WHAT TO WORK ON —
Copy the records below verbatim, starting at their first line and ending with the line that contains "111 122 L 105".
.....
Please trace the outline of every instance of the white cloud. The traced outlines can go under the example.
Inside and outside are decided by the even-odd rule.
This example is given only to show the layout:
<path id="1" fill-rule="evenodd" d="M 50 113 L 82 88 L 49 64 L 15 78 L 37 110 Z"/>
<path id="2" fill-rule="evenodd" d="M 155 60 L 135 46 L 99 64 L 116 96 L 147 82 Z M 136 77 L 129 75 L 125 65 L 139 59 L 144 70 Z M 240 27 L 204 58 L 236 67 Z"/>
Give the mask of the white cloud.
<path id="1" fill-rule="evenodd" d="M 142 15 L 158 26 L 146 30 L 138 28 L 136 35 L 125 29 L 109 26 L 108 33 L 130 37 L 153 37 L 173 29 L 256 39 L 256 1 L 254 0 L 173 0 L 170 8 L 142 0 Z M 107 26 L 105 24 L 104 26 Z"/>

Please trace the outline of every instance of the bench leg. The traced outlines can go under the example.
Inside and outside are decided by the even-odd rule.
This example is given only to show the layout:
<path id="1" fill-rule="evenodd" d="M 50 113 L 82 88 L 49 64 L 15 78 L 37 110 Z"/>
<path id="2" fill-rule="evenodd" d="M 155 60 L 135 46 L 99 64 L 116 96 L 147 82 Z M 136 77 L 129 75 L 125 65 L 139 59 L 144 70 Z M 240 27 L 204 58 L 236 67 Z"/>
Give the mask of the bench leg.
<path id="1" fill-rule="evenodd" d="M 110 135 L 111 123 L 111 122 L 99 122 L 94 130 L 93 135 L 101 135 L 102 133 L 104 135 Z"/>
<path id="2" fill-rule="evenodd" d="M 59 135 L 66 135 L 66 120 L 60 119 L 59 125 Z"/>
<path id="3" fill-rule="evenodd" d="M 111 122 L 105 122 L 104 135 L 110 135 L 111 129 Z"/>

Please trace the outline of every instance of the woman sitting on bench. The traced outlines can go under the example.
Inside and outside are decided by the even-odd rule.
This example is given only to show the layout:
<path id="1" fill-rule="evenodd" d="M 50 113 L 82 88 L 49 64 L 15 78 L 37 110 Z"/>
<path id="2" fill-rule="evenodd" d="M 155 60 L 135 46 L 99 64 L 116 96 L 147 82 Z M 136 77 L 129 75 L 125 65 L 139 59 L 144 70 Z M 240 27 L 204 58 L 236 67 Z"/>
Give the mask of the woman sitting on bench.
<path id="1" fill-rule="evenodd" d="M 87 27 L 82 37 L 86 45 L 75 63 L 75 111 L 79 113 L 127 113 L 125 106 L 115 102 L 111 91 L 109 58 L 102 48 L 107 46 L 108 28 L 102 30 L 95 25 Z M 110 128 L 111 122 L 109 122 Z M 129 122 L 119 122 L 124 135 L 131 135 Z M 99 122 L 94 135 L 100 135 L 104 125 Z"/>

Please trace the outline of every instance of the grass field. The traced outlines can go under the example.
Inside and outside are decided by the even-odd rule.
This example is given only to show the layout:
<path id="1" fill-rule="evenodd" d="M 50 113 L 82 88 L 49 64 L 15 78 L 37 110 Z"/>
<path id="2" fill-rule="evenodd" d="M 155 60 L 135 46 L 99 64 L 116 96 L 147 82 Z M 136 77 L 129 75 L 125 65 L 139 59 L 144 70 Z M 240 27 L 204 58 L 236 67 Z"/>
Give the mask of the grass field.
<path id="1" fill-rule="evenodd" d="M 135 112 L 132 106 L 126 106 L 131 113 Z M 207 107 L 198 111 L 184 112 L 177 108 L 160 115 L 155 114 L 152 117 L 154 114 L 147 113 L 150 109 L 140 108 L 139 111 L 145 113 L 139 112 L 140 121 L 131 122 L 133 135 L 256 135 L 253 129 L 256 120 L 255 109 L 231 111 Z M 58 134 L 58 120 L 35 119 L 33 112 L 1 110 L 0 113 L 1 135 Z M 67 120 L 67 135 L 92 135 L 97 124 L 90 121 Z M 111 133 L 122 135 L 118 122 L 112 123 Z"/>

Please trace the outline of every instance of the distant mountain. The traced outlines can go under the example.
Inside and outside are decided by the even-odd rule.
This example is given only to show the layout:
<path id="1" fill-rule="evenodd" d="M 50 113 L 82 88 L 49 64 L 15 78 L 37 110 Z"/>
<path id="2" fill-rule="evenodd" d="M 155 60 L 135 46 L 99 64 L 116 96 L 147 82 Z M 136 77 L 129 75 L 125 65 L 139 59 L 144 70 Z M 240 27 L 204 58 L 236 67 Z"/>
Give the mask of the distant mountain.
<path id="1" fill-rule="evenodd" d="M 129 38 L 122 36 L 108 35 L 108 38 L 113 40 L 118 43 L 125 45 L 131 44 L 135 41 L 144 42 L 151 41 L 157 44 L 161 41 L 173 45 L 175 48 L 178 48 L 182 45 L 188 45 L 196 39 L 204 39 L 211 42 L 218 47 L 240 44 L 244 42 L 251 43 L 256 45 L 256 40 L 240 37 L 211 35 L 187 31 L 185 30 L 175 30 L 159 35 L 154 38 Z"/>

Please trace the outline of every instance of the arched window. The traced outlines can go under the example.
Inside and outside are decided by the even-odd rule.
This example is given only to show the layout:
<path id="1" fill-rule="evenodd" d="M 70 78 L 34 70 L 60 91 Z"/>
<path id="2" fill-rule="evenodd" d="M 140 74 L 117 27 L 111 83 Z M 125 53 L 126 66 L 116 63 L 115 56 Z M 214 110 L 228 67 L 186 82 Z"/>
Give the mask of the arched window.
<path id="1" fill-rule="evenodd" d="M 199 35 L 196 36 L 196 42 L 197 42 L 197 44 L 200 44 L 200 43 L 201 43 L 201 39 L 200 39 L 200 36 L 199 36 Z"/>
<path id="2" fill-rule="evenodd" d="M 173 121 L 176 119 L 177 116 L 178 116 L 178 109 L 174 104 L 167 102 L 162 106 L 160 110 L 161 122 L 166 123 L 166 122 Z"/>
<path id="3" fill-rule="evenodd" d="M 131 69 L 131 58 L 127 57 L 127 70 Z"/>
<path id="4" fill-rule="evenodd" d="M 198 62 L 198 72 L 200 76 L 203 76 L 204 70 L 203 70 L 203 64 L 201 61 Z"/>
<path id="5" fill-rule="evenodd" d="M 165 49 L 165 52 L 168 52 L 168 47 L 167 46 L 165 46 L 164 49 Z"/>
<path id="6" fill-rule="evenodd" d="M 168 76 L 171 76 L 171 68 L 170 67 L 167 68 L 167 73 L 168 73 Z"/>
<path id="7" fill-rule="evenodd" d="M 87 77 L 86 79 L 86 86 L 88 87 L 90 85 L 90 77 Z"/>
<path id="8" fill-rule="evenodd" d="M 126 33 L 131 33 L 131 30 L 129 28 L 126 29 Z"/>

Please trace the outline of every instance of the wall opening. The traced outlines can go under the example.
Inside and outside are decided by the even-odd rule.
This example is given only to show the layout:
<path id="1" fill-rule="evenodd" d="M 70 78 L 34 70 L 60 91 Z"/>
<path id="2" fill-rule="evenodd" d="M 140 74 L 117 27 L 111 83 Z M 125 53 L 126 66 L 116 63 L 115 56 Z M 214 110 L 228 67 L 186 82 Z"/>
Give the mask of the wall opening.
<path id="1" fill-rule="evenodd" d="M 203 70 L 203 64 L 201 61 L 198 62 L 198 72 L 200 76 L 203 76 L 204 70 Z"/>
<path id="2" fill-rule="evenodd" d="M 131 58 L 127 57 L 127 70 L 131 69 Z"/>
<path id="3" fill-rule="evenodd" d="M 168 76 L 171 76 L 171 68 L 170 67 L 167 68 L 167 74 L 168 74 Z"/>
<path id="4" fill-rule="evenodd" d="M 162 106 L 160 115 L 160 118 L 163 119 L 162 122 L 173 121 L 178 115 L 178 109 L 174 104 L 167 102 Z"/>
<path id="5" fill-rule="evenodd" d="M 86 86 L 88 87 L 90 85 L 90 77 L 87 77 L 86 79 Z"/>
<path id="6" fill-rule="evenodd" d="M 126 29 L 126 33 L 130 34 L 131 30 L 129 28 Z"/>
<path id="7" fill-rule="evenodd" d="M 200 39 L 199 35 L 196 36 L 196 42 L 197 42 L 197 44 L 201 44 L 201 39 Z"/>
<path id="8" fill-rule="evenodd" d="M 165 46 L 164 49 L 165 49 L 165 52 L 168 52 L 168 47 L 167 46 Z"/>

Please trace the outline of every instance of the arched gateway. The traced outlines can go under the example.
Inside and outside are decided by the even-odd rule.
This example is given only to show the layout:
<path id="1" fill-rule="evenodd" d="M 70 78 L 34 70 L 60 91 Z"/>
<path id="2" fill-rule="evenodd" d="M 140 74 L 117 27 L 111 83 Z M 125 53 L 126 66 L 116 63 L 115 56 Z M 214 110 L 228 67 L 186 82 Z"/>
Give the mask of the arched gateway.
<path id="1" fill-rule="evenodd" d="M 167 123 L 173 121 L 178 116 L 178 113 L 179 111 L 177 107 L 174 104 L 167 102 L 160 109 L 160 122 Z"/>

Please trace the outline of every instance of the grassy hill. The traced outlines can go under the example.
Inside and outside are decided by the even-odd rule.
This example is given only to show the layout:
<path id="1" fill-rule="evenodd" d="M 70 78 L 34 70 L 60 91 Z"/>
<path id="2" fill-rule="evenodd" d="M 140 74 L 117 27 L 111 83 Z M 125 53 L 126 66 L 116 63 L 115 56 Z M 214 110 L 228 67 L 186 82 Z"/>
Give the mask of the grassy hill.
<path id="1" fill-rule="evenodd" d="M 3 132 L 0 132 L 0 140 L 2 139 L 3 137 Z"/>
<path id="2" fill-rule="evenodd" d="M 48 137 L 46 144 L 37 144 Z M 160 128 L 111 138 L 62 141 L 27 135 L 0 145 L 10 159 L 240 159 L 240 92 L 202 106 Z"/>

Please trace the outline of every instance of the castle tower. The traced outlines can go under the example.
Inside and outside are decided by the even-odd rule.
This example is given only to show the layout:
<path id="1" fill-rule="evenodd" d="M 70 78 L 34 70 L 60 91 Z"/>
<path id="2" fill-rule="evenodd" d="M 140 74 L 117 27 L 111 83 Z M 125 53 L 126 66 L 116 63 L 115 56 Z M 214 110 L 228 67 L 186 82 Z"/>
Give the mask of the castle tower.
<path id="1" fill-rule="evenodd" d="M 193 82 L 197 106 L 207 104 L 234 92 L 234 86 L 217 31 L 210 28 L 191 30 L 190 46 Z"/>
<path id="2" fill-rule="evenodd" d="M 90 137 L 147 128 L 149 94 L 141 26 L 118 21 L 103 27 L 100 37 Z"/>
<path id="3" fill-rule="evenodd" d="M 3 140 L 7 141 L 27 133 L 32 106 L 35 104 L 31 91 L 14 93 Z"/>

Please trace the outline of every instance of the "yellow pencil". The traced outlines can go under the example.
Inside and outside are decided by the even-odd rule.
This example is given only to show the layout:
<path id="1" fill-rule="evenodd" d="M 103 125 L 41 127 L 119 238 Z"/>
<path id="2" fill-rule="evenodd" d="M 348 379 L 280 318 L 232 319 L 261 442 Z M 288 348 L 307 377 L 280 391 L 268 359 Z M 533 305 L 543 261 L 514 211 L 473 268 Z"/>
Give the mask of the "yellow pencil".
.....
EXERCISE OUTPUT —
Please trace the outline of every instance of the white cloud. The traced outlines can go under the example.
Inside and outside are decided by the even-odd rule.
This example is given only to show the layout:
<path id="1" fill-rule="evenodd" d="M 50 113 L 82 88 L 49 64 L 15 78 L 37 110 Z"/>
<path id="2" fill-rule="evenodd" d="M 155 60 L 135 46 L 99 64 L 116 96 L 147 82 Z M 136 77 L 129 75 L 125 65 L 139 59 L 144 70 Z M 240 27 L 204 58 L 236 67 Z"/>
Give the mask of the white cloud.
<path id="1" fill-rule="evenodd" d="M 142 15 L 158 26 L 146 30 L 138 28 L 136 35 L 125 29 L 109 26 L 108 33 L 130 37 L 153 37 L 173 29 L 256 39 L 256 1 L 254 0 L 173 0 L 170 8 L 142 0 Z M 107 26 L 105 24 L 104 26 Z"/>

Please trace the outline of every instance of the bench leg. The traced outlines can go under the example.
Inside and outside are decided by the even-odd rule.
This example is given only to show the layout:
<path id="1" fill-rule="evenodd" d="M 50 113 L 82 88 L 49 64 L 15 78 L 37 110 Z"/>
<path id="2" fill-rule="evenodd" d="M 155 60 L 135 46 L 99 64 L 116 96 L 147 82 Z M 136 77 L 129 75 L 125 65 L 139 59 L 144 70 Z M 240 27 L 204 58 L 236 67 Z"/>
Give the mask of the bench leg.
<path id="1" fill-rule="evenodd" d="M 110 135 L 111 123 L 111 122 L 99 122 L 94 130 L 93 135 L 101 135 L 102 133 L 104 135 Z"/>
<path id="2" fill-rule="evenodd" d="M 59 135 L 66 135 L 66 120 L 60 119 L 59 125 Z"/>
<path id="3" fill-rule="evenodd" d="M 111 122 L 105 122 L 104 135 L 110 135 L 111 129 Z"/>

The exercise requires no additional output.